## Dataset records
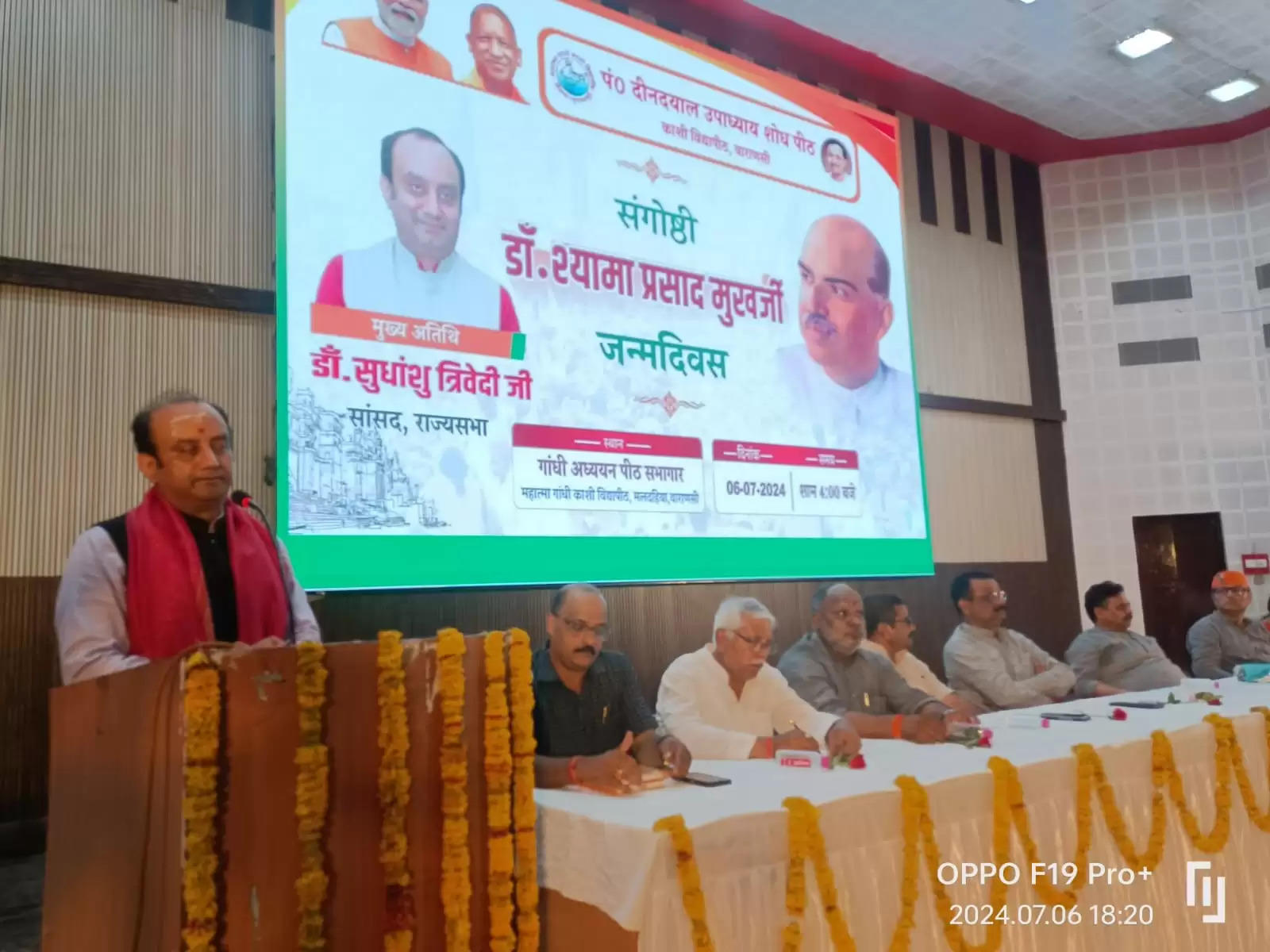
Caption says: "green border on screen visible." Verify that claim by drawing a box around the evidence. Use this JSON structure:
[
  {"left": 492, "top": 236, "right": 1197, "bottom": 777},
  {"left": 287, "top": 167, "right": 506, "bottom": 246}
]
[{"left": 275, "top": 0, "right": 935, "bottom": 592}]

## Instructions to follow
Repeat the lines above word for word, leaving out the picture.

## Written solution
Caption says: "green border on screen visible." Verify that claim by drawing a box around the evidence. Use this JSON structure:
[
  {"left": 492, "top": 236, "right": 1197, "bottom": 777},
  {"left": 287, "top": 167, "right": 506, "bottom": 246}
]
[{"left": 275, "top": 0, "right": 935, "bottom": 592}]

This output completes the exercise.